→ **Your instructions**: Line count for the string "dress": give the number of lines in the data below that contain it, and nothing more.

(Point-per-instance localization data)

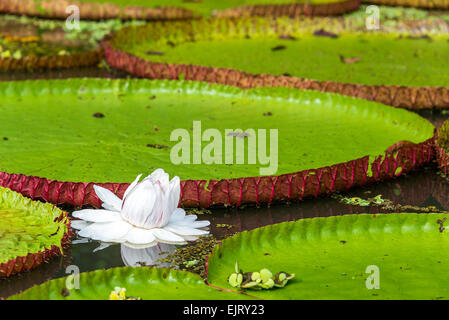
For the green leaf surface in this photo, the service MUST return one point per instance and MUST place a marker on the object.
(144, 283)
(330, 257)
(256, 46)
(111, 130)
(27, 226)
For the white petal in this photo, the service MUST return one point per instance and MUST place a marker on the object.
(199, 224)
(140, 236)
(185, 230)
(191, 238)
(140, 203)
(178, 214)
(80, 241)
(172, 198)
(79, 224)
(107, 231)
(186, 222)
(167, 236)
(96, 215)
(110, 200)
(131, 186)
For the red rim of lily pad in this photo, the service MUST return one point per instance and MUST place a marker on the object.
(441, 154)
(409, 97)
(234, 192)
(83, 59)
(292, 10)
(91, 11)
(427, 4)
(97, 11)
(32, 260)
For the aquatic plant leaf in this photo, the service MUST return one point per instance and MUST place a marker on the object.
(30, 232)
(144, 283)
(179, 9)
(341, 140)
(337, 257)
(382, 67)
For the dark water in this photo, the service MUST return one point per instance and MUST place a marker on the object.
(420, 188)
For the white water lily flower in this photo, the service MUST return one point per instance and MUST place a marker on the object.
(148, 214)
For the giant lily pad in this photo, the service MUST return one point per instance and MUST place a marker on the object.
(178, 9)
(84, 131)
(30, 232)
(442, 147)
(144, 283)
(32, 53)
(406, 70)
(335, 257)
(428, 4)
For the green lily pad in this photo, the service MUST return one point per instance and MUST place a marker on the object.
(100, 130)
(258, 46)
(30, 232)
(335, 257)
(428, 4)
(144, 283)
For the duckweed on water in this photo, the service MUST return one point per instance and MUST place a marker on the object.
(192, 257)
(385, 204)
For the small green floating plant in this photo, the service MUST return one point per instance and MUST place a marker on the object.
(262, 279)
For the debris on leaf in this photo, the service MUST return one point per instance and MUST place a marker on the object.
(324, 33)
(263, 279)
(277, 48)
(120, 294)
(349, 60)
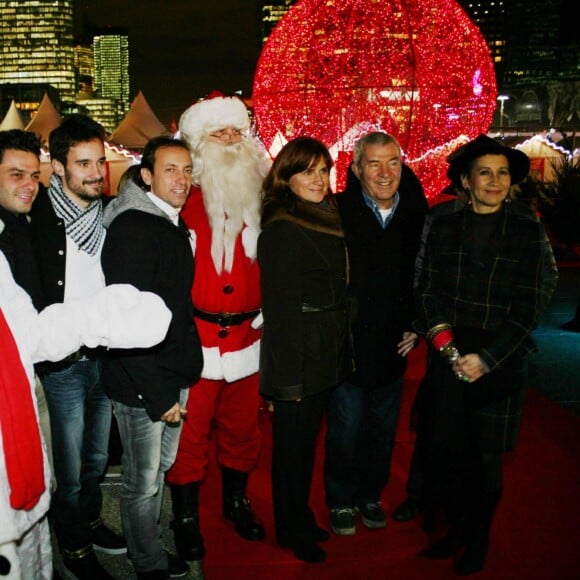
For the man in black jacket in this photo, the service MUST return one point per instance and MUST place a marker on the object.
(68, 235)
(148, 246)
(382, 217)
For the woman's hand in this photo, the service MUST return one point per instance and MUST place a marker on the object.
(407, 344)
(470, 366)
(174, 414)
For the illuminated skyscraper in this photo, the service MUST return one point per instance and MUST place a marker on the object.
(111, 57)
(84, 69)
(37, 44)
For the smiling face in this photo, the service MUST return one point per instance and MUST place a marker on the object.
(171, 177)
(488, 182)
(380, 172)
(312, 184)
(19, 177)
(83, 177)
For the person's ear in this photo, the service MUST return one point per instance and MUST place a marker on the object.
(146, 176)
(465, 183)
(57, 167)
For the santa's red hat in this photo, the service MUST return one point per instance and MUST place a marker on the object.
(214, 112)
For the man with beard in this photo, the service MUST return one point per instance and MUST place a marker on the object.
(223, 215)
(67, 224)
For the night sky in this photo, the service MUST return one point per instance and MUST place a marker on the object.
(180, 50)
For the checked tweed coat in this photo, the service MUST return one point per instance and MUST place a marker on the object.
(495, 300)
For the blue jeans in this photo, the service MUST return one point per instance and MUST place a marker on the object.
(80, 423)
(361, 428)
(149, 450)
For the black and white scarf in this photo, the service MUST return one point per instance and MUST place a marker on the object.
(84, 226)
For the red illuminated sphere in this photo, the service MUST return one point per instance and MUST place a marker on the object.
(335, 69)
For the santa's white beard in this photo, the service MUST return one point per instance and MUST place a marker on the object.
(230, 177)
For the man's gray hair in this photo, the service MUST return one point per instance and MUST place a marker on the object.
(374, 138)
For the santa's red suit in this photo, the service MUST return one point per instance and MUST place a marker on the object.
(226, 399)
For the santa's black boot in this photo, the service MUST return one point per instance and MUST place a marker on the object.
(185, 524)
(237, 507)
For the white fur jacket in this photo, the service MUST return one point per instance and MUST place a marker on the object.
(118, 316)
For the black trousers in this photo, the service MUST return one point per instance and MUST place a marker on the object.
(295, 431)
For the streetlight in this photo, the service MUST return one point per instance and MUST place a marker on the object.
(502, 99)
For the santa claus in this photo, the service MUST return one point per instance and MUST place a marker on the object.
(223, 215)
(119, 316)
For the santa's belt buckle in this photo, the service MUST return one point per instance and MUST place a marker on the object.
(230, 319)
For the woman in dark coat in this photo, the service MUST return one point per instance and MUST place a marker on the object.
(482, 288)
(305, 348)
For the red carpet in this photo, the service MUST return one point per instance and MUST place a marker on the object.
(534, 537)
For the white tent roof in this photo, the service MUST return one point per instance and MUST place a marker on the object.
(46, 119)
(12, 119)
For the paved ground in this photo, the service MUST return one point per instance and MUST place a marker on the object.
(554, 371)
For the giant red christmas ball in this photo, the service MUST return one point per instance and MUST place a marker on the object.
(335, 69)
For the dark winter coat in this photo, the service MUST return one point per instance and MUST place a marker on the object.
(494, 301)
(382, 263)
(303, 263)
(144, 248)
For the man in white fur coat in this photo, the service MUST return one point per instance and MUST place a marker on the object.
(118, 316)
(223, 215)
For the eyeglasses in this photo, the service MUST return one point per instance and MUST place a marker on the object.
(226, 134)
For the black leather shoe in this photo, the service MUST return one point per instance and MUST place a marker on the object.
(85, 568)
(108, 542)
(406, 511)
(177, 567)
(240, 513)
(321, 535)
(473, 558)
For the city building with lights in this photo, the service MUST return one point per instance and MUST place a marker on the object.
(38, 56)
(37, 44)
(36, 53)
(111, 66)
(535, 50)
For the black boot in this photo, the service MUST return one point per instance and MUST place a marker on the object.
(185, 525)
(237, 506)
(473, 559)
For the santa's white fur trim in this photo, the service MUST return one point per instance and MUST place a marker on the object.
(193, 240)
(250, 242)
(231, 366)
(211, 115)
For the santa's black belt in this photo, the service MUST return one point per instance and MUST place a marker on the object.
(307, 307)
(225, 318)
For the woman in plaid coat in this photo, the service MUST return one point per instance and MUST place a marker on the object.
(487, 275)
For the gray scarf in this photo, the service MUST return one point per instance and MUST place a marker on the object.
(84, 226)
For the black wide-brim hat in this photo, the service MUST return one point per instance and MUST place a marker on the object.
(460, 159)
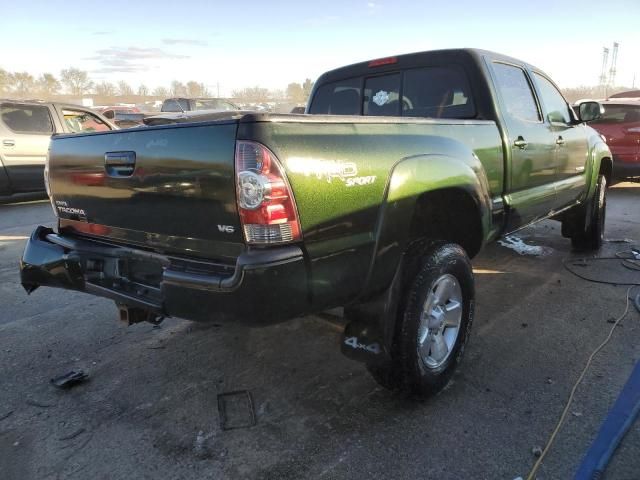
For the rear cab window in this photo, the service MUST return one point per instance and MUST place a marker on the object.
(432, 92)
(517, 93)
(78, 121)
(32, 119)
(614, 114)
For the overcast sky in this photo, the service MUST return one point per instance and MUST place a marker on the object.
(272, 43)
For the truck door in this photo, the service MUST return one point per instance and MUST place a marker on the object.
(24, 140)
(531, 164)
(570, 140)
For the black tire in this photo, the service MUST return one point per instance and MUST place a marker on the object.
(591, 237)
(425, 267)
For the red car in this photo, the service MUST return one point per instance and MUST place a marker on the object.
(620, 125)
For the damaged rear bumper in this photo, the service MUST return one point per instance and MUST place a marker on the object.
(263, 287)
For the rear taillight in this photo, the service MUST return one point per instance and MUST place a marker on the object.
(265, 202)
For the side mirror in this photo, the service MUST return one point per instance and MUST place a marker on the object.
(590, 111)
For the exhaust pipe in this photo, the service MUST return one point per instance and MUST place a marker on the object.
(131, 315)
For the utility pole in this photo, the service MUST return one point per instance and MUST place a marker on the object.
(614, 60)
(603, 71)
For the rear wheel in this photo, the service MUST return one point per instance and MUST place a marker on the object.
(591, 237)
(433, 323)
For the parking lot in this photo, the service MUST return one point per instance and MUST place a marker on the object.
(150, 406)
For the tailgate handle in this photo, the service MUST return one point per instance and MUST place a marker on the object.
(120, 164)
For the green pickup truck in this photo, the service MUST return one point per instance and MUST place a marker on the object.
(375, 199)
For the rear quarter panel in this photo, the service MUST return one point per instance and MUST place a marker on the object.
(340, 173)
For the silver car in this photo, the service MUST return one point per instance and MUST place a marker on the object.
(25, 131)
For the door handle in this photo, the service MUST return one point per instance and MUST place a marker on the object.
(521, 143)
(120, 164)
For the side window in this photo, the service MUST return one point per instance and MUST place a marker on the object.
(337, 98)
(516, 92)
(382, 95)
(554, 103)
(440, 92)
(79, 121)
(26, 118)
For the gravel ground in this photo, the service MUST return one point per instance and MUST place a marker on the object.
(150, 407)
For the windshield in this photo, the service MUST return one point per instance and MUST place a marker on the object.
(620, 114)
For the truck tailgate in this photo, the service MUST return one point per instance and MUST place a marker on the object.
(168, 188)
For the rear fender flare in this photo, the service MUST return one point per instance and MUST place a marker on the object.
(410, 178)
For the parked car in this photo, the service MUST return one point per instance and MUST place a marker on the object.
(123, 117)
(180, 104)
(620, 125)
(376, 201)
(25, 131)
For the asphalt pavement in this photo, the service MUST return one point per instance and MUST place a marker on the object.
(151, 406)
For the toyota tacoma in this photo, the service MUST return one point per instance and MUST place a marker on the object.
(374, 200)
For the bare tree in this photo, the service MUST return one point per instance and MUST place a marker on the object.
(48, 85)
(77, 81)
(6, 81)
(195, 89)
(253, 94)
(160, 92)
(143, 90)
(124, 89)
(23, 84)
(178, 89)
(105, 89)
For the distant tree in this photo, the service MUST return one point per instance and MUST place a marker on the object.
(307, 86)
(105, 89)
(178, 89)
(6, 81)
(195, 89)
(77, 81)
(23, 84)
(48, 85)
(124, 89)
(295, 93)
(143, 90)
(252, 94)
(160, 92)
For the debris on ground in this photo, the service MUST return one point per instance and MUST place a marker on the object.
(236, 410)
(72, 435)
(38, 403)
(519, 246)
(69, 379)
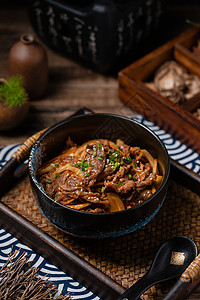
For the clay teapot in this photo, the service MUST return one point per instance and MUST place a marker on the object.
(14, 112)
(28, 58)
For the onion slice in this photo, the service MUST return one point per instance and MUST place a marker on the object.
(115, 202)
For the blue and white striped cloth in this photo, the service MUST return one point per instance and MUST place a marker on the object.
(66, 284)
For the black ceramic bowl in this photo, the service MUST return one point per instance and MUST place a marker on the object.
(81, 129)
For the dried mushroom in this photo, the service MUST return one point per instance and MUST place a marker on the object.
(173, 82)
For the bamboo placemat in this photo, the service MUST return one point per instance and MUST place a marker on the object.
(124, 259)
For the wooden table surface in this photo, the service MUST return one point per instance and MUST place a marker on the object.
(72, 86)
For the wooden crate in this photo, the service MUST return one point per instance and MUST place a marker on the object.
(174, 119)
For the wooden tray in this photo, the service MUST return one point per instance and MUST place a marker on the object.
(174, 119)
(108, 267)
(57, 254)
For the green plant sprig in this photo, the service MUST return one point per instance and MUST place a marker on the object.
(12, 91)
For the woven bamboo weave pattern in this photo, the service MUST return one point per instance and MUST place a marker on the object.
(24, 150)
(124, 259)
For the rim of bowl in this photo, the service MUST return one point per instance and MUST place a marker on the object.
(53, 127)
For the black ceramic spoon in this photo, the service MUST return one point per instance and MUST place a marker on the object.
(170, 261)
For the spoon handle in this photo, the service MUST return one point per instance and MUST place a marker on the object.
(134, 292)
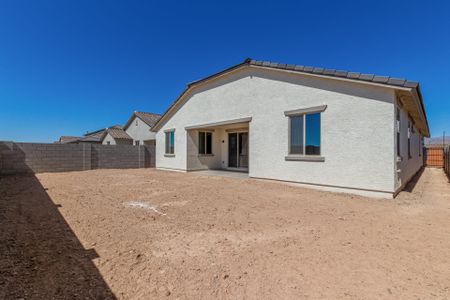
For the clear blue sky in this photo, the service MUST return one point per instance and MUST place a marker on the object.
(71, 66)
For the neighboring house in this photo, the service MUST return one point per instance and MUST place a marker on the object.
(139, 127)
(68, 139)
(115, 136)
(437, 141)
(335, 130)
(93, 137)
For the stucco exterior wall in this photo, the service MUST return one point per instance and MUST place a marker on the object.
(357, 127)
(408, 167)
(140, 131)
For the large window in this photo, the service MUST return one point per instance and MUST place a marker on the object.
(205, 143)
(409, 139)
(398, 132)
(305, 134)
(170, 142)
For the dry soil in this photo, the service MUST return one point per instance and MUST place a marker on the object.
(148, 234)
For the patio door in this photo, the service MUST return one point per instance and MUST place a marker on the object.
(238, 150)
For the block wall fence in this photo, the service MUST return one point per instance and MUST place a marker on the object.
(16, 158)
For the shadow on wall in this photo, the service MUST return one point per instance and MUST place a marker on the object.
(40, 256)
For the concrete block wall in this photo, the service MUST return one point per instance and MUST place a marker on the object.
(18, 158)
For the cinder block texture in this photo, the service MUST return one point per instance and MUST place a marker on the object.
(16, 158)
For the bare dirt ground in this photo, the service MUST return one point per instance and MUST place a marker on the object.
(147, 234)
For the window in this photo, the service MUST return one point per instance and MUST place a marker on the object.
(398, 132)
(170, 142)
(305, 134)
(409, 139)
(205, 143)
(420, 146)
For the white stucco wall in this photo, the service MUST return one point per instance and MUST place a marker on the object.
(408, 167)
(140, 131)
(357, 127)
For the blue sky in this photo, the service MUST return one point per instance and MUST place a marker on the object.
(71, 66)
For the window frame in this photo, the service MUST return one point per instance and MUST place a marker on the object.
(205, 145)
(409, 137)
(304, 112)
(398, 133)
(167, 146)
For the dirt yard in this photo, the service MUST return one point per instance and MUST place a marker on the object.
(147, 234)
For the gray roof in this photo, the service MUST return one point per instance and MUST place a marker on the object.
(336, 73)
(99, 132)
(68, 139)
(376, 79)
(117, 133)
(149, 118)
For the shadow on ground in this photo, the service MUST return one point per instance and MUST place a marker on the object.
(40, 256)
(412, 183)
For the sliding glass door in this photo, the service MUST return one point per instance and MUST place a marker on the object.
(238, 150)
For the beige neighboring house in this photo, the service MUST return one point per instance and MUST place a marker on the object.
(115, 136)
(93, 137)
(139, 127)
(323, 128)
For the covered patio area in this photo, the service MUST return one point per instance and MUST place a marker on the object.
(219, 146)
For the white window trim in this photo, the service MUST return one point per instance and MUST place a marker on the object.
(165, 143)
(303, 112)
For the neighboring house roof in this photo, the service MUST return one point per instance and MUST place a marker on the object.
(315, 71)
(116, 133)
(99, 132)
(438, 141)
(68, 139)
(148, 118)
(78, 139)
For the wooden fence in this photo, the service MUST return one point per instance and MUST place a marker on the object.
(434, 156)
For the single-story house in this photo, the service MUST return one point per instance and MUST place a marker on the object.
(93, 137)
(115, 136)
(438, 141)
(324, 128)
(139, 127)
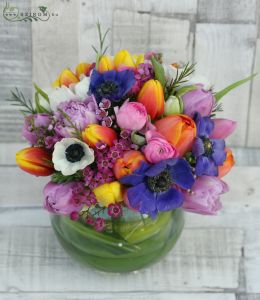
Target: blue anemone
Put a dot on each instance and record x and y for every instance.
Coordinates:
(111, 85)
(156, 187)
(209, 153)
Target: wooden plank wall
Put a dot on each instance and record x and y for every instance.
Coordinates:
(223, 37)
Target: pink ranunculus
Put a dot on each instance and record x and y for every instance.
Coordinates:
(158, 148)
(222, 128)
(36, 126)
(131, 116)
(204, 197)
(198, 100)
(63, 198)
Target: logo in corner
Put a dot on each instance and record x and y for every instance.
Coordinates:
(13, 14)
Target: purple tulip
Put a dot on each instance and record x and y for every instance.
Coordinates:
(63, 199)
(222, 128)
(204, 196)
(35, 127)
(198, 100)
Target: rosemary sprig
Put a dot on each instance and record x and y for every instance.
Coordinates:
(17, 99)
(102, 50)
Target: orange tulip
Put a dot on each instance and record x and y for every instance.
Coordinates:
(35, 161)
(127, 164)
(94, 134)
(228, 164)
(179, 130)
(152, 97)
(83, 68)
(67, 77)
(105, 64)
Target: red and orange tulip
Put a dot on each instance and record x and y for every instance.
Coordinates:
(83, 68)
(94, 133)
(35, 161)
(228, 164)
(106, 64)
(67, 77)
(152, 97)
(128, 163)
(179, 130)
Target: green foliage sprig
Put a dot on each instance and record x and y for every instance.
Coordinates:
(57, 177)
(102, 49)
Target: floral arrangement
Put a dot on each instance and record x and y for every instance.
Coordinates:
(127, 133)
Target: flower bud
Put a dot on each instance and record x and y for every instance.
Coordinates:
(173, 105)
(152, 97)
(179, 130)
(94, 133)
(128, 163)
(109, 193)
(36, 161)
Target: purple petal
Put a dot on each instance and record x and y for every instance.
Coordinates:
(181, 174)
(156, 169)
(205, 166)
(170, 200)
(198, 147)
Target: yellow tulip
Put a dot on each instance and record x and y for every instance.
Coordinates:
(109, 193)
(124, 58)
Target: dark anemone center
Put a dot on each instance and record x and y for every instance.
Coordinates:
(160, 183)
(74, 152)
(107, 88)
(208, 146)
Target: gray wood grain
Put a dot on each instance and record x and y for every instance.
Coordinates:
(227, 11)
(117, 296)
(219, 48)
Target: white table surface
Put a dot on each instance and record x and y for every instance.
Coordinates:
(216, 258)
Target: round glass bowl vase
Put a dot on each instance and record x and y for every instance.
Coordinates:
(130, 242)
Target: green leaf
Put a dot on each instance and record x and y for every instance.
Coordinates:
(41, 92)
(57, 177)
(159, 71)
(39, 107)
(232, 86)
(185, 89)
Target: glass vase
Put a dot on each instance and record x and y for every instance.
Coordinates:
(128, 243)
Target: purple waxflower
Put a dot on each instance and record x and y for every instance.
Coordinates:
(78, 113)
(204, 196)
(157, 187)
(209, 153)
(111, 85)
(63, 198)
(198, 100)
(36, 127)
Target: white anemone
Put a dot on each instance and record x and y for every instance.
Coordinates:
(71, 155)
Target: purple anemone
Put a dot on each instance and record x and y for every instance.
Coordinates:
(157, 187)
(209, 153)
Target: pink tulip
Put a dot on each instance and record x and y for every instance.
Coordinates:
(158, 148)
(222, 128)
(204, 196)
(198, 100)
(131, 116)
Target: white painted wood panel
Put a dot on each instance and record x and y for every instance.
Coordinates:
(219, 49)
(33, 260)
(227, 11)
(55, 43)
(117, 296)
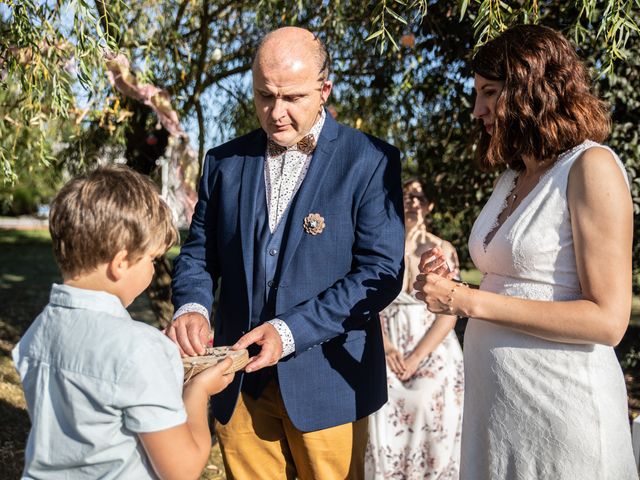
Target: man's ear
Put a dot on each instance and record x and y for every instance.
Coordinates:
(118, 265)
(325, 91)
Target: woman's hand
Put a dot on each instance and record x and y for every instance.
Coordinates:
(441, 295)
(395, 361)
(434, 261)
(411, 362)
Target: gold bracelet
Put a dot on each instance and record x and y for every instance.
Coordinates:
(452, 292)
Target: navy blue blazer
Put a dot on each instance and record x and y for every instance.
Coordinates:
(331, 286)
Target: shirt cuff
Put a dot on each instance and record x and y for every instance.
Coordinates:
(288, 344)
(192, 308)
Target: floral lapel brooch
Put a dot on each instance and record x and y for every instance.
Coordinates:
(313, 224)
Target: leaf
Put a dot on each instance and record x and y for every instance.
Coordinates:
(374, 35)
(396, 16)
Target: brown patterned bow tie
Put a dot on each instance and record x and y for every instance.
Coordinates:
(306, 145)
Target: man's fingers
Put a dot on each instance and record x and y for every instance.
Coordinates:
(182, 338)
(247, 339)
(197, 337)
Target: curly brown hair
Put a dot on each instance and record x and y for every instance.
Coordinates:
(546, 106)
(98, 214)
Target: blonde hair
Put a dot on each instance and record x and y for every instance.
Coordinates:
(98, 214)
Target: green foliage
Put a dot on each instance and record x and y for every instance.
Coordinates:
(399, 69)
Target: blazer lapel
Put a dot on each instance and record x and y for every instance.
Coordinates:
(252, 173)
(309, 189)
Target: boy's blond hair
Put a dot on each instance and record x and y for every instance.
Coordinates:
(98, 214)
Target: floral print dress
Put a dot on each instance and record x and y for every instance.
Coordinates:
(416, 434)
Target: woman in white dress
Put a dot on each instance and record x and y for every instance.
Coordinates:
(416, 434)
(544, 393)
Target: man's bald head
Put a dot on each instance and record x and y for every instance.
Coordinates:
(291, 45)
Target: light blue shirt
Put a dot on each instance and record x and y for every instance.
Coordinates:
(93, 378)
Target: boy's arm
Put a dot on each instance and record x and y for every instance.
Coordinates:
(181, 452)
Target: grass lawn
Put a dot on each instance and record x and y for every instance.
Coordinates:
(27, 269)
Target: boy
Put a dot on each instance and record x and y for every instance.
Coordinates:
(104, 391)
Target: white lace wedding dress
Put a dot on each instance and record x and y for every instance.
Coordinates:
(536, 409)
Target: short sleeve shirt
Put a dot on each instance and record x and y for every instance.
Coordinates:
(93, 378)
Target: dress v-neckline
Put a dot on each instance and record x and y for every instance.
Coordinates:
(496, 226)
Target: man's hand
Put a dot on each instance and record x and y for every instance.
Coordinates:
(190, 332)
(269, 339)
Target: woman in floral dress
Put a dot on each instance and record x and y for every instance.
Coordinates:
(416, 434)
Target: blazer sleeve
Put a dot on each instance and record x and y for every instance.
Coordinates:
(196, 270)
(375, 277)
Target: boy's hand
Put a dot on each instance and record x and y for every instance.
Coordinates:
(213, 380)
(190, 332)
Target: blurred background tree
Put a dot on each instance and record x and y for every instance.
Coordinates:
(399, 68)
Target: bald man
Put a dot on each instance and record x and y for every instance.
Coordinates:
(300, 225)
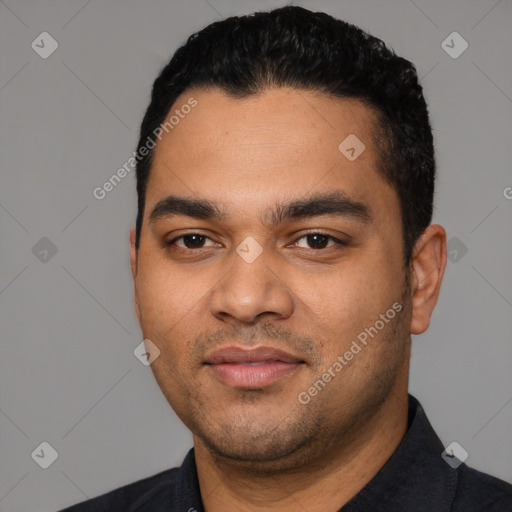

→ **Task output**: 5